====== SUPPLIED RECORDS ======

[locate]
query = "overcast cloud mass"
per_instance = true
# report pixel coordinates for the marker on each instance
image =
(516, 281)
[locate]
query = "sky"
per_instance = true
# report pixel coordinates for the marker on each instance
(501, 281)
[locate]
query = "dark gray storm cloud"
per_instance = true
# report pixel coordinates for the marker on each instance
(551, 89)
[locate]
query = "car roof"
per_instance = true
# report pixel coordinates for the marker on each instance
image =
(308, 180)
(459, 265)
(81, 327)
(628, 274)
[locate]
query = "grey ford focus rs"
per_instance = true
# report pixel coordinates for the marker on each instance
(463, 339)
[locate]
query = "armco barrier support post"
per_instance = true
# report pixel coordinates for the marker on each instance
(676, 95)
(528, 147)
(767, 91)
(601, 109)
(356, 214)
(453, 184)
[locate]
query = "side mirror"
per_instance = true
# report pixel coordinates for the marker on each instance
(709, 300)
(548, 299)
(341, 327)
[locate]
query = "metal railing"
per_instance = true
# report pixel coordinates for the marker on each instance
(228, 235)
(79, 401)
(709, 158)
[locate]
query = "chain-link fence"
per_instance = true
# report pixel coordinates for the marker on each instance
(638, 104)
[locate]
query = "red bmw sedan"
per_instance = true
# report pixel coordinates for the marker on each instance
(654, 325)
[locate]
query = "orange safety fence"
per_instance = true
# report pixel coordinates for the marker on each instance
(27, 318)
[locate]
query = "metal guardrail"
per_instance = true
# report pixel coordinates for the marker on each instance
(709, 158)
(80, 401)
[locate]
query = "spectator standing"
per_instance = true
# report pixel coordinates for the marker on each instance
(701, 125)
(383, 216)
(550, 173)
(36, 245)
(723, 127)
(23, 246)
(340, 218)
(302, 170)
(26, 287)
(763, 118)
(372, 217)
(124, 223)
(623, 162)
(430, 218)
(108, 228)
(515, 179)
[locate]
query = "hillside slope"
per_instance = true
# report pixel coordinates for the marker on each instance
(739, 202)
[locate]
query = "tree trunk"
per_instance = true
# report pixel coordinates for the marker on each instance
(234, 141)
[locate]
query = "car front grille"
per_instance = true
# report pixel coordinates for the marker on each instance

======

◆ WRITTEN INSTRUCTION
Take the entries and copy them out exactly.

◆ EXERCISE ANSWER
[locate]
query = "overcast cloud mass"
per_instance = true
# report pixel coordinates for the marker on each instance
image =
(516, 281)
[locate]
query = "sky"
per_instance = true
# report pixel coordinates for the marker on each instance
(501, 281)
[locate]
query = "dark gray storm cloud"
per_instance = true
# report pixel coordinates for the marker on each instance
(551, 89)
[locate]
query = "car roof"
per_instance = true
# report pixel coordinates for the marker on each instance
image =
(308, 180)
(459, 265)
(81, 327)
(628, 274)
[locate]
query = "grey ford focus rs"
per_instance = true
# report pixel coordinates for the marker on each instance
(463, 339)
[locate]
query = "armco barrier support post"
per_instance = true
# report pixel coordinates for the marker on each instance
(676, 95)
(528, 147)
(767, 91)
(601, 109)
(356, 214)
(453, 184)
[locate]
query = "side mirror"
per_instance = true
# report pixel coordinates for the marker on each instance
(709, 300)
(548, 299)
(341, 327)
[locate]
query = "metal railing"
per_instance = true
# report pixel coordinates for the marker on each instance
(228, 235)
(79, 401)
(709, 158)
[locate]
query = "chain-link fence"
per_instance = true
# report pixel coordinates for the marker on each instance
(638, 104)
[locate]
query = "red bmw sedan"
per_instance = true
# report pixel coordinates for the marker on each instance
(654, 325)
[locate]
query = "orange safety fence"
per_instance = true
# report pixel coordinates for the marker on each instance
(27, 318)
[locate]
query = "metal guardrail"
per_instance = true
# report pixel coordinates for the marker on each instance
(709, 158)
(80, 401)
[locate]
query = "spectator standing"
per_instance = true
# report pixel coordinates for the marker on each instance
(701, 125)
(383, 216)
(550, 173)
(36, 245)
(723, 127)
(23, 246)
(340, 218)
(302, 170)
(26, 287)
(763, 118)
(372, 217)
(124, 223)
(623, 162)
(430, 218)
(108, 228)
(515, 179)
[locate]
query = "hillside slope"
per_instance = true
# report pixel coordinates for the marker on each instance
(739, 202)
[locate]
query = "tree trunk"
per_instance = true
# report pixel coordinates for the marker on each instance
(234, 141)
[locate]
query = "car front grille"
per_instance = true
# report pixel coordinates for the marker on each instance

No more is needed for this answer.